§ Directions:
Without changing anything, output the records below.

○ ○ ○ ○ ○

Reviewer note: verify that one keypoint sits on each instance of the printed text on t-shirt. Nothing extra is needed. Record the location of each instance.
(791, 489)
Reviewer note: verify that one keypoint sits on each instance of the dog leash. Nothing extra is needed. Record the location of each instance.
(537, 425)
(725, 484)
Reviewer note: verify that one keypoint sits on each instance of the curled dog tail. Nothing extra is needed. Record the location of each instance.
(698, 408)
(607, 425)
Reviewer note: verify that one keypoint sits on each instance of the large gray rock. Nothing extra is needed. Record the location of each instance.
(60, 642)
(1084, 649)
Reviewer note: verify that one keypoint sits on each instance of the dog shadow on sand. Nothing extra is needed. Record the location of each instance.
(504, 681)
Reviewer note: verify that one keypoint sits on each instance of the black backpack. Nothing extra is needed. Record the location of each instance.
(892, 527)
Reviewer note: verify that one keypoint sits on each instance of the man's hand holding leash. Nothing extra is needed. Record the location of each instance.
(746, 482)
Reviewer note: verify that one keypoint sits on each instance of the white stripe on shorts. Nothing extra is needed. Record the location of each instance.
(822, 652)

○ ○ ○ ○ ○

§ Answer to this task:
Reviewer note: verify that one keypoint sits on each instance of the printed text on t-shirt. Nothing extra is needed. Record the location of each instance.
(791, 489)
Reviewer note: verify that one keypoint sits on each instance of the dog leash. Nothing extra is needed. Record the location of each instance.
(537, 425)
(725, 484)
Reviewer note: verify that one keypoint sits on each instance of the curled dog tail. Nothing extra is needed. Record the location of each instance.
(698, 408)
(607, 425)
Reviewer note: verify that one keypoint sits on each instance of the large gray rock. Nothing extra is needed. Record the location of each instance.
(60, 642)
(1084, 649)
Reviewer note: verify that one keypoint sits on each instance of the dog shadow on sand. Nothing extra is needed. Record the location of each instance.
(504, 681)
Reviewer note: verify that one keypoint sits on each instance of the black backpack. Nothing extra is needed. Record the location of each instance.
(892, 527)
Reviewer note: verify that one keypoint sits on each instance of the man's hand holding leash. Nothing extra is needed. Record the location of each instance.
(746, 482)
Reviewer note: verify that one keypoint sits on each instance of the white stripe on shorts. Nothing extra is needed. Record the location of each instance.
(822, 652)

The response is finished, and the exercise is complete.